• [What this task involves]: Take the line with "Domain: retail shelf audit" as the first line and the last line of the data as the final one. Write out those lines exactly, and no others.

Point-per-instance localization data:
::::::::

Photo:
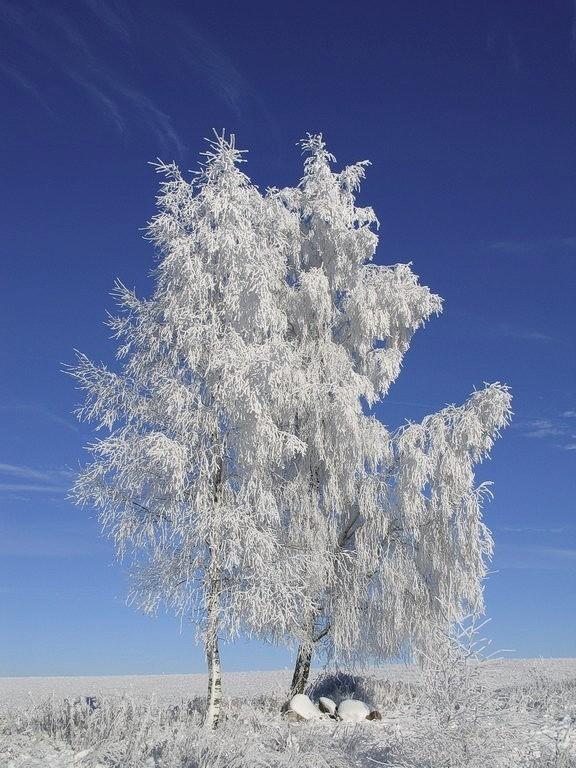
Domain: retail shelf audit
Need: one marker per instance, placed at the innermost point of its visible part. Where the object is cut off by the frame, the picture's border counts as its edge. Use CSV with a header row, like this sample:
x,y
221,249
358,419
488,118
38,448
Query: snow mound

::::::::

• [Solution to this task]:
Domain: retail shelf audit
Need: one marker per instance, placed at the innermost point of its visible part. Where the object is cut off by the frame, the picture's border counts as its edge. Use CSV with a header row, like this sample:
x,y
221,249
358,419
488,118
38,448
Query: snow mound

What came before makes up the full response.